## Problem
Where does "after" appear in the data? Return each line that holds it.

-- Excerpted records follows --

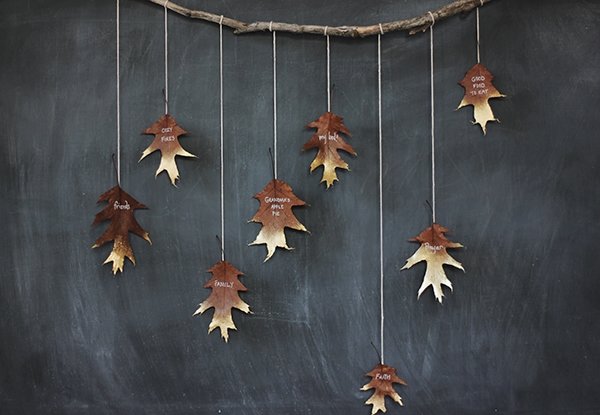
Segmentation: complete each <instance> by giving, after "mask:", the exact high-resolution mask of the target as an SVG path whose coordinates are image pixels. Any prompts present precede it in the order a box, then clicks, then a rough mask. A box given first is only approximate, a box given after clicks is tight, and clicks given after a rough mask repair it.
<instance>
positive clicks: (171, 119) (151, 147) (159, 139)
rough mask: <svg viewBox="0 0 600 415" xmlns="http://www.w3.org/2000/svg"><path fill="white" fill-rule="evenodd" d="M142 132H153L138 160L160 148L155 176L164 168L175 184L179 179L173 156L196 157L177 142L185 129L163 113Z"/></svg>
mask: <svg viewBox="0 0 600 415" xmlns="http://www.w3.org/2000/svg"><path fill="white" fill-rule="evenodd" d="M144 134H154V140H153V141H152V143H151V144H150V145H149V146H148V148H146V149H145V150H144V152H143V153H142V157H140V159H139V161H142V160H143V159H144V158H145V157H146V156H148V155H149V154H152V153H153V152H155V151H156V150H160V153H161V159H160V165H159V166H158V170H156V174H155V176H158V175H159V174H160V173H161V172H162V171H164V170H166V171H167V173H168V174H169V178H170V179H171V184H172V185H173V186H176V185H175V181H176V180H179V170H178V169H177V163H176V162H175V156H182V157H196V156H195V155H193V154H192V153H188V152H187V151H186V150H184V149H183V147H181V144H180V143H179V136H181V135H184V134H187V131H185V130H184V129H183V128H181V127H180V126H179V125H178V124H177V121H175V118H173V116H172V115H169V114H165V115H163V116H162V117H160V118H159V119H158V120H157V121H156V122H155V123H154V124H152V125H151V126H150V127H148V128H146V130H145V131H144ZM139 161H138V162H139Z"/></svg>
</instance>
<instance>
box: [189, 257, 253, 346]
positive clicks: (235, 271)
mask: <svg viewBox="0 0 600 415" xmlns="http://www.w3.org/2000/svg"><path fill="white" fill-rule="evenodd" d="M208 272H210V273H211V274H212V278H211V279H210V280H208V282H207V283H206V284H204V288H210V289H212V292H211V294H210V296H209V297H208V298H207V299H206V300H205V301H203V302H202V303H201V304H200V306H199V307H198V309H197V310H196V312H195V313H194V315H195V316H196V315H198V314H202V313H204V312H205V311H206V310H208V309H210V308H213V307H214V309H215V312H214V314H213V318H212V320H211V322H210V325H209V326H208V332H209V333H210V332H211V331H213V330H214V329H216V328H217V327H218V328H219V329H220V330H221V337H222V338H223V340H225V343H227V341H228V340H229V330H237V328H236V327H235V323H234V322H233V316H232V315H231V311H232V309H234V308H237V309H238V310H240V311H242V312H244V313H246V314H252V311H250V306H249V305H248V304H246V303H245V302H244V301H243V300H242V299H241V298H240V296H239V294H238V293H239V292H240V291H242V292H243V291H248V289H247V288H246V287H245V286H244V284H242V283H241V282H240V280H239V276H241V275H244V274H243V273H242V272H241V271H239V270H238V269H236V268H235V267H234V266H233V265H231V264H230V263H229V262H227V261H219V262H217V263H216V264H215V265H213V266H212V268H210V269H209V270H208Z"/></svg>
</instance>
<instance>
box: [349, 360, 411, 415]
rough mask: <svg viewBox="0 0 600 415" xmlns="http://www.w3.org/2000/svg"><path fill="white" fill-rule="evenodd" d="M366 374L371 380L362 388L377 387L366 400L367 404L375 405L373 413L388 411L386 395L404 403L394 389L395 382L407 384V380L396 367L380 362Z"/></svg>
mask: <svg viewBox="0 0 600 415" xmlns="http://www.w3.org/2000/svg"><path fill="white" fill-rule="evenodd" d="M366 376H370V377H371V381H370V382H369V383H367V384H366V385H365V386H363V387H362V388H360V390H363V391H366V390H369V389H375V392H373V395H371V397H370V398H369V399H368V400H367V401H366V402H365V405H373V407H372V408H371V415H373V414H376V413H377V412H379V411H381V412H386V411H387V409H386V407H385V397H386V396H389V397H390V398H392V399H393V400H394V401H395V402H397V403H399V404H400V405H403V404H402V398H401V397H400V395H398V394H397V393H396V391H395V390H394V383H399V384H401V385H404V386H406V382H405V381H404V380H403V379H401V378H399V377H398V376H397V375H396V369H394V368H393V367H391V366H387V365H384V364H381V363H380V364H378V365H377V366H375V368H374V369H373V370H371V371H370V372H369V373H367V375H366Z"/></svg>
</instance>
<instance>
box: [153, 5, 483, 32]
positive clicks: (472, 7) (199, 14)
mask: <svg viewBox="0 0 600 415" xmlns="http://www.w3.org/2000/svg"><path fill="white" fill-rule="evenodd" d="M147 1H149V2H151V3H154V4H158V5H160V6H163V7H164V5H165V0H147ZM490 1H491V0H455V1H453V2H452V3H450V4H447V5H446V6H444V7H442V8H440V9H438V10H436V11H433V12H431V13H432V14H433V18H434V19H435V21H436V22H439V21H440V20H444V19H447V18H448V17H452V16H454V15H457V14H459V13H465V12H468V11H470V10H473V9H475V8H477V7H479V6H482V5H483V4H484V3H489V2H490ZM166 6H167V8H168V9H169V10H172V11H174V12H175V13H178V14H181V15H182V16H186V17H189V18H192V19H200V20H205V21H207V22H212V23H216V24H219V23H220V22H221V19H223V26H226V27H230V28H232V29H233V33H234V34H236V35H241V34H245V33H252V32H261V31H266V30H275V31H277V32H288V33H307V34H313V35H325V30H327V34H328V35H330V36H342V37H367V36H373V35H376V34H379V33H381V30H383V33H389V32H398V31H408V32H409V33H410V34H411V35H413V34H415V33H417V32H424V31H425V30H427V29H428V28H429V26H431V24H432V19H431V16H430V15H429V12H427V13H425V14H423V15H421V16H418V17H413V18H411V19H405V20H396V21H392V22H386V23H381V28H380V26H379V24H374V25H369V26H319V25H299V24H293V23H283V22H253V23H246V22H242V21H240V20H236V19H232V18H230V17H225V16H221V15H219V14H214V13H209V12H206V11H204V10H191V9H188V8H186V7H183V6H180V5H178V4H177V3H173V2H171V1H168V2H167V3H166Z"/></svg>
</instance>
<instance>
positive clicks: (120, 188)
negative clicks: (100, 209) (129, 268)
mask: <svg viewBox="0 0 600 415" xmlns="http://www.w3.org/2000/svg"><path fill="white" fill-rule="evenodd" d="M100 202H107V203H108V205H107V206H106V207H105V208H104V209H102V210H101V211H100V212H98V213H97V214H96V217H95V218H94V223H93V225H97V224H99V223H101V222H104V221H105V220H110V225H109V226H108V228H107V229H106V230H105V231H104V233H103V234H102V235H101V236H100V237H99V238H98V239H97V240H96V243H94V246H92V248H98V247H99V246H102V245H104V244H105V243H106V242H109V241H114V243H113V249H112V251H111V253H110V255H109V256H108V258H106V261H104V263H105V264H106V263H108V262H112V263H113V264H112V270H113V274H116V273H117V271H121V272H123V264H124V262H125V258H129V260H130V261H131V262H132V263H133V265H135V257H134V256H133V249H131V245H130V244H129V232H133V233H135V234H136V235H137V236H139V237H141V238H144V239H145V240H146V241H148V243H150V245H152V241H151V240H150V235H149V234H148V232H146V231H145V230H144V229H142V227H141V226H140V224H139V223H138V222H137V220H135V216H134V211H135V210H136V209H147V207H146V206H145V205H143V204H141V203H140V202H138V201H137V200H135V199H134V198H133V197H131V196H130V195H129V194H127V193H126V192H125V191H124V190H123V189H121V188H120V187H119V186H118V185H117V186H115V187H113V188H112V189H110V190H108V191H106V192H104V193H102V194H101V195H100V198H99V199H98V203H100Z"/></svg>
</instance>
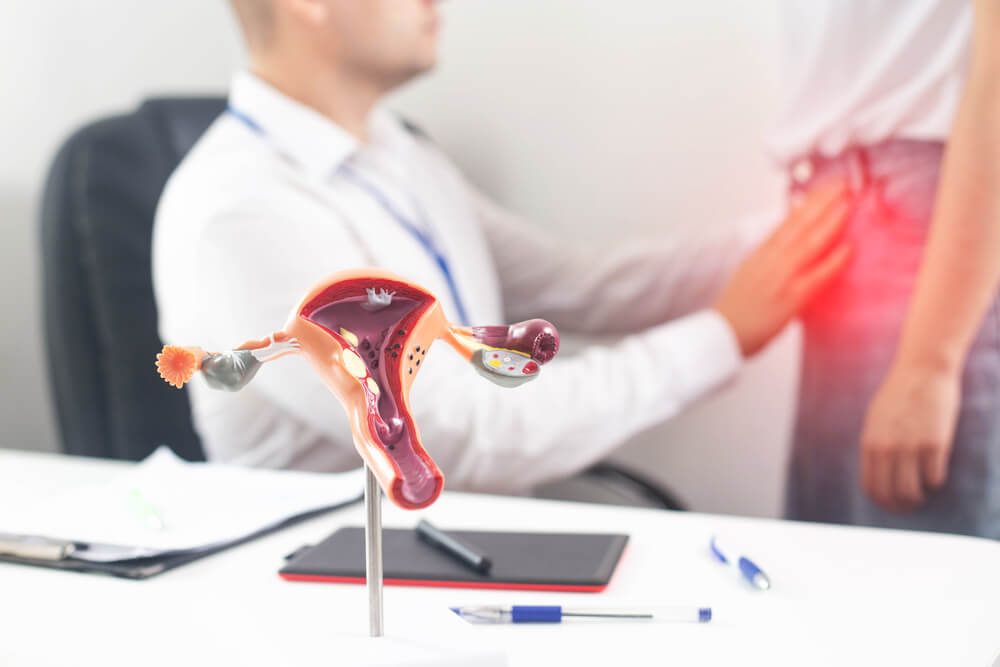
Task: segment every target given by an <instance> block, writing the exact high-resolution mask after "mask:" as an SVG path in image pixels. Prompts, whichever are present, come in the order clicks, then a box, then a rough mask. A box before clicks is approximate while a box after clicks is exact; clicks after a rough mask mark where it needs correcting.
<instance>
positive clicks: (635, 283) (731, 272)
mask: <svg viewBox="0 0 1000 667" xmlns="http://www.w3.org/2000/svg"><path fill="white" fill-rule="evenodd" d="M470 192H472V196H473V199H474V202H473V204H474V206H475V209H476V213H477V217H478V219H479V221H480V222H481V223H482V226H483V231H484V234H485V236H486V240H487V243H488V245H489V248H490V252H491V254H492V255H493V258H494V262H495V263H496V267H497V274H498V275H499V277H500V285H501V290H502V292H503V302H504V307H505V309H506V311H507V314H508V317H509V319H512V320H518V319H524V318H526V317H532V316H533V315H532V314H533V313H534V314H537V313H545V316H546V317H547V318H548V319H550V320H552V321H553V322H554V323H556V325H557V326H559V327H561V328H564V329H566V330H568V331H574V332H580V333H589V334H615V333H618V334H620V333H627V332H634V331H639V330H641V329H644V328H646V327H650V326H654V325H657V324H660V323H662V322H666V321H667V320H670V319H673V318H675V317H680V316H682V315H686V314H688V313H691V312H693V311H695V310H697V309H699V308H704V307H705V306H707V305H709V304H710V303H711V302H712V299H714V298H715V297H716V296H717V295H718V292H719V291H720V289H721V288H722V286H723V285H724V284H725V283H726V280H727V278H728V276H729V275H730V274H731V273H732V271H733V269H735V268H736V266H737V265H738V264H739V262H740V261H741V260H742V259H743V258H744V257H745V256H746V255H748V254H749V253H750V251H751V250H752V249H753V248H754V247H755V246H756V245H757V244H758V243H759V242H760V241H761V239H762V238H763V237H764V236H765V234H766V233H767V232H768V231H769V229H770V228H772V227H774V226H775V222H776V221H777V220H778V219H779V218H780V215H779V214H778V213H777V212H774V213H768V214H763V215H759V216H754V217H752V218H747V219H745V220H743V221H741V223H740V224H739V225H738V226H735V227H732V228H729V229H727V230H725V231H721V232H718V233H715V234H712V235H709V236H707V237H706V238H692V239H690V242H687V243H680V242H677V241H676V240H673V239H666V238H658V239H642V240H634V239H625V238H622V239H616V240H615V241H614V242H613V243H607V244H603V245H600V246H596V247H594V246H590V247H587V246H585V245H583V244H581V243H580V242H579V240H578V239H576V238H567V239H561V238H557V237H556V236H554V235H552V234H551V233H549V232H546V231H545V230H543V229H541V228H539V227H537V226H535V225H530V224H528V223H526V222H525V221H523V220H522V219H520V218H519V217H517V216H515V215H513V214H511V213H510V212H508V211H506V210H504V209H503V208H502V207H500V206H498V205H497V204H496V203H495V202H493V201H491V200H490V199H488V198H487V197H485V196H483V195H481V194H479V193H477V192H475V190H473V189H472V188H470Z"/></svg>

-- Excerpted records concluded --

## Output for this exercise
Segmentation: complete each <instance> by giving, after "mask:", the exact high-resolution mask of the target as an SVG path whose coordinates are image pixels. Any prompts present precede it in the order a box, then clicks, then a rough mask. A box given first is only approximate, a box given after clicks is tight, and clicks given after a rough mask repair it.
Task: segment every target given by an <instance> block, writing the exact high-resolution mask after "mask:" as an SVG path in image pixels. Prompts, whichever are present, come in the order clicks, then a box, then a rough mask. A box before clicks is approximate while a box after clicks is exact; clicks after a rough mask mark where it needs correcting.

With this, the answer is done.